(EXPLORE THE MATERIAL)
1. Using the piece on living in Sweden, list every activity the writer says the winter hibernation period usually consists of.
2. According to the piece on living in Sweden, why did the writer appreciate seeing the lit windows of neighbors during those first months in the country?
3. Continue the piece on living in Sweden, picking up right after its last sentence.

======== SOURCE EXTRACT ========

Living in Sweden has changed me in the strangest ways

On a recent trip back home I found myself rolling my eyes at my parents as they went around the house closing all the curtains the second it got dark. It was at that point I knew: Sweden has changed me.

Living in Sweden has changed me in the strangest ways

My attitude to light has changed

You may have noticed while walking around Swedish towns or cities that few Swedish properties have curtains. This can be quite a sharp contrast if you, like me, come from a culture where curtains are closed the second it gets dark outside, so that passers-by can’t see you through your windows.

During my first few months in Sweden – which also happened to coincide with the Coronavirus pandemic – I realised while I was mindlessly looking out of my window one dark evening at the block of flats across our courtyard that I appreciated being able to see the small squares of light in my neighbour’s windows.

Like twinkly fairy lights, they were reassuring, a small window into the daily lives of strangers which made me feel closer to other humans in a time where we were encouraged to be distant and socialise as little as possible.

I still think about that feeling when I look out of the window and see those yellow squares with tiny figures moving from room to room, even more so during winter, where they’re decorated with Advent candles and Christmas stars.

Becky Waterton spends much of the winter in Sweden under a blanket. Photo: Helena Landstedt/TT

I go into hibernation in winter

Another Swedish habit which I’ve adopted is going into hibernation in winter. Not literally, obviously, but more in a sense of taking part in fewer social activities and spending more time at home (usually under a blanket).

I’m not sure if this is due to arriving here just before the pandemic or the fact that I have a young child (so I don’t spend that many evenings outside of the house anyway!), but this hibernation period usually consists of eating comfort food, putting on warm and cosy clothing and spending a lot of time indoors looking out at the cold, grey skies that dominate Sweden for so much of the year.

There’s an old saying in Sweden, ingen dåligt väder, bara dåligt kläder (no bad weather, only bad clothes), but this doesn’t seem to apply in winter, where it appears perfectly acceptable to just stay indoors. 

On the other hand, as soon as the weather is nice (which usually happens some time around March), the pressure rises to go outside and make the most of the weather, even if you’d actually rather prefer to stay at home.

======== DATA BLOCK ========

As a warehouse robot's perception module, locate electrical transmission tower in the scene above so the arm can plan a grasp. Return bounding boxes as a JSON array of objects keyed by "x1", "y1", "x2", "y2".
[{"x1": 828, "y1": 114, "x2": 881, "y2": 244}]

========

(ANSWERS TO THE TASKS)
1.
- Eating comfort food
- Putting on warm and cosy clothing
- Spending a lot of time indoors looking out at the cold, grey skies

2. The lit windows were reassuring, like twinkly fairy lights, and offered a small window into the daily lives of strangers. They made the writer feel closer to other people at a time when everyone was encouraged to stay distant and socialize as little as possible during the Coronavirus pandemic.

3.
Becky Waterton now thinks nothing of eating a “macka” for breakfast. Photo: Claudio Bresciani / TT
 

Changing your eating habits

Obviously, there are some things you stop eating when you move to Sweden as you are no longer able to get hold of them. Pre-packed sandwiches for lunch, small bags of crisps and fish and chips on a Friday are a few examples of things I naturally stopped eating when I first moved abroad.

Other things grow on you slowly. Since moving to Sweden, I rarely eat a sandwich with two slices of bread, instead eating a macka, a slice of bread with topping. I would never before have eaten a sandwich for breakfast, but I regularly eat mackor, whereas previously I might have gone for porridge or just plain toast with butter.

There is one Swedish foodstuff I will never accept, though, and that’s bread made using sugar or syrup, such as the limpa bread which haunts supermarket aisles down here in Skåne. It may make me look a bit odd checking the ingredients of every loaf in the supermarket, but I will die on this hill, and I have accepted that fact.

You’re probably expecting me to say something about how Swedes only eat sweets on Saturdays, and that I have also adopted this habit.

Although lördagsgodis has also become part of my weekly schedule, I have quite cunningly combined this with my previous sweet-eating habits, meaning that I not only can eat sweets on whichever day of the week I want, I can also gorge on them when Saturday comes around. 

I have, however, entirely embraced the habit of fika. Any excuse to eat one of Sweden’s many excellent pastries with a cup of tea (yes, I’ve not gone full-Swede on the hot drink front, either) is welcome, in my book.